Records |

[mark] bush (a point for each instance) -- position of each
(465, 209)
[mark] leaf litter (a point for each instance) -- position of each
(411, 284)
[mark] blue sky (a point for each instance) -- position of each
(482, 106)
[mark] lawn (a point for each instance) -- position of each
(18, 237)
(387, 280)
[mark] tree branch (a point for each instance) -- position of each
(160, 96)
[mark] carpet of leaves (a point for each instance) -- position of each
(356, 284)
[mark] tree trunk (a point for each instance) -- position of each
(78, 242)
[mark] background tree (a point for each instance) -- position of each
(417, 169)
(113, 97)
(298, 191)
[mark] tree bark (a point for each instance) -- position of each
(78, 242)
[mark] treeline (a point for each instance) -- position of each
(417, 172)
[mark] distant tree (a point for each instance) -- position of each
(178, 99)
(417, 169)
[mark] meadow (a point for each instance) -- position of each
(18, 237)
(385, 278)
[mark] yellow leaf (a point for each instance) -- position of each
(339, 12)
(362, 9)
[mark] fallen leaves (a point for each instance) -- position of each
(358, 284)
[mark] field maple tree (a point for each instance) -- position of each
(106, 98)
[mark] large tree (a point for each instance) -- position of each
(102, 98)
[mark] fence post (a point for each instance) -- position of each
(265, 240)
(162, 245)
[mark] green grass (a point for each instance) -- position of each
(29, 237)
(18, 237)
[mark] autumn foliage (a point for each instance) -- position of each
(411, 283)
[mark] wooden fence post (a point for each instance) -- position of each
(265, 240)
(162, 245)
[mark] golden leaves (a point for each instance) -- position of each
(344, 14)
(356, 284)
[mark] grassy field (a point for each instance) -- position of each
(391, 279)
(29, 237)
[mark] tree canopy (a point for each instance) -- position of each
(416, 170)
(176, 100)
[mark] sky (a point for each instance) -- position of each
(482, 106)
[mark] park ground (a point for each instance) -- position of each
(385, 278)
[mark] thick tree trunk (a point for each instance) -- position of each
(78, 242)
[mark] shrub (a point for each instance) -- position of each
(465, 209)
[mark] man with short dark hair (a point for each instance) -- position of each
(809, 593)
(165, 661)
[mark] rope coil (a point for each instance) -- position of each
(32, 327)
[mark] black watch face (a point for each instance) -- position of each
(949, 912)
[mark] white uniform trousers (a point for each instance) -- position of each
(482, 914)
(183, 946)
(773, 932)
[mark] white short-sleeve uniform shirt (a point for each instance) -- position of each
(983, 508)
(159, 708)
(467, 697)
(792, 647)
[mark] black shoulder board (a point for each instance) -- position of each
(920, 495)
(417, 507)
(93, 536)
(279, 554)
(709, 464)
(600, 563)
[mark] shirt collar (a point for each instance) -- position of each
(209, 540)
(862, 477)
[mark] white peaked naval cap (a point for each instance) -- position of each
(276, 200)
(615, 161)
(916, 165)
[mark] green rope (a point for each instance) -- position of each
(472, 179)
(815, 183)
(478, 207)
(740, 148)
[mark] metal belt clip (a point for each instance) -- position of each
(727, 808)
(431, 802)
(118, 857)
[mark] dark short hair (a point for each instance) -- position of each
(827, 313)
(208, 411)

Problem | Please make the answer a complete, exact reproduction of the records.

Written answer |
[mark] bush (a point for each instance) -- position of each
(465, 209)
[mark] leaf litter (a point for each instance) -- position of each
(411, 284)
[mark] blue sky (a point for each instance) -- position of each
(482, 106)
[mark] lawn (a point for each instance) -- position of each
(18, 237)
(387, 280)
[mark] tree branch (a point for each instance) -- position of each
(160, 96)
[mark] carpet of leaves (a point for each instance) -- position of each
(356, 284)
[mark] tree trunk (a point for each instance) -- position of each
(78, 242)
[mark] background tree (a point for each instance) -- position of each
(417, 169)
(113, 97)
(298, 191)
[mark] tree bark (a point for each instance) -- position of each
(78, 242)
[mark] treeline (a point for each instance) -- position of each
(417, 172)
[mark] distant tree (a point for each instance) -- position of each
(178, 99)
(417, 169)
[mark] meadow (a point for each instance) -- position of each
(18, 237)
(385, 278)
[mark] yellow leaf (a point for each instance) -- position of each
(339, 12)
(362, 9)
[mark] fallen leaves (a point for each instance) -- position of each
(358, 284)
[mark] field maple tree (a point for each instance) -- position of each
(106, 98)
[mark] large tree (a point for each instance) -- position of each
(102, 98)
[mark] fence post (a point for each instance) -- position of each
(265, 240)
(162, 245)
[mark] green grass (a point for each instance) -- position of each
(29, 237)
(18, 237)
[mark] autumn foliage (a point for each instance) -- position of each
(411, 283)
[mark] wooden fence post (a point for each instance) -- position of each
(265, 240)
(162, 245)
[mark] golden leaves (a point for each instance) -- position of each
(344, 14)
(356, 284)
[mark] grassy field (a point for each instance) -- position of each
(391, 279)
(29, 237)
[mark] tree canopy (a point for each instance) -- position of each
(416, 170)
(176, 100)
[mark] sky (a point for each instance) -- position of each
(482, 106)
[mark] park ground (a point for each instance) -- position of each
(385, 278)
[mark] thick tree trunk (a point for each instance) -- position of each
(78, 242)
[mark] shrub (a point for each instance) -- position of each
(465, 209)
[mark] man with short dark hair (a point for each instance) -- position of each
(809, 593)
(165, 661)
[mark] rope coil (a point for each instance) -- position of each
(32, 327)
[mark] black watch face (a point for each instance) -- position of each
(949, 912)
[mark] white uniform trousers (a point for each instance) -- position of each
(482, 914)
(183, 946)
(773, 932)
[mark] white short-sleeve uniform shirt (a point for each instance) -- position of each
(983, 508)
(159, 708)
(467, 697)
(792, 647)
[mark] black shoulder board (a point for each instance) -- position of each
(920, 495)
(417, 507)
(93, 536)
(279, 554)
(709, 464)
(600, 563)
[mark] shirt collar (a point for each instance) -- position of each
(209, 540)
(862, 477)
[mark] white peaked naval cap (a point for each instance) -- position of each
(276, 200)
(615, 161)
(916, 165)
[mark] green rope (a point for each instance) -- position of each
(472, 179)
(815, 183)
(478, 207)
(740, 148)
[mark] metal belt clip (a point for each instance) -- position of each
(727, 808)
(431, 802)
(118, 857)
[mark] dark short hair (a point for each instance) -- position of each
(827, 313)
(208, 411)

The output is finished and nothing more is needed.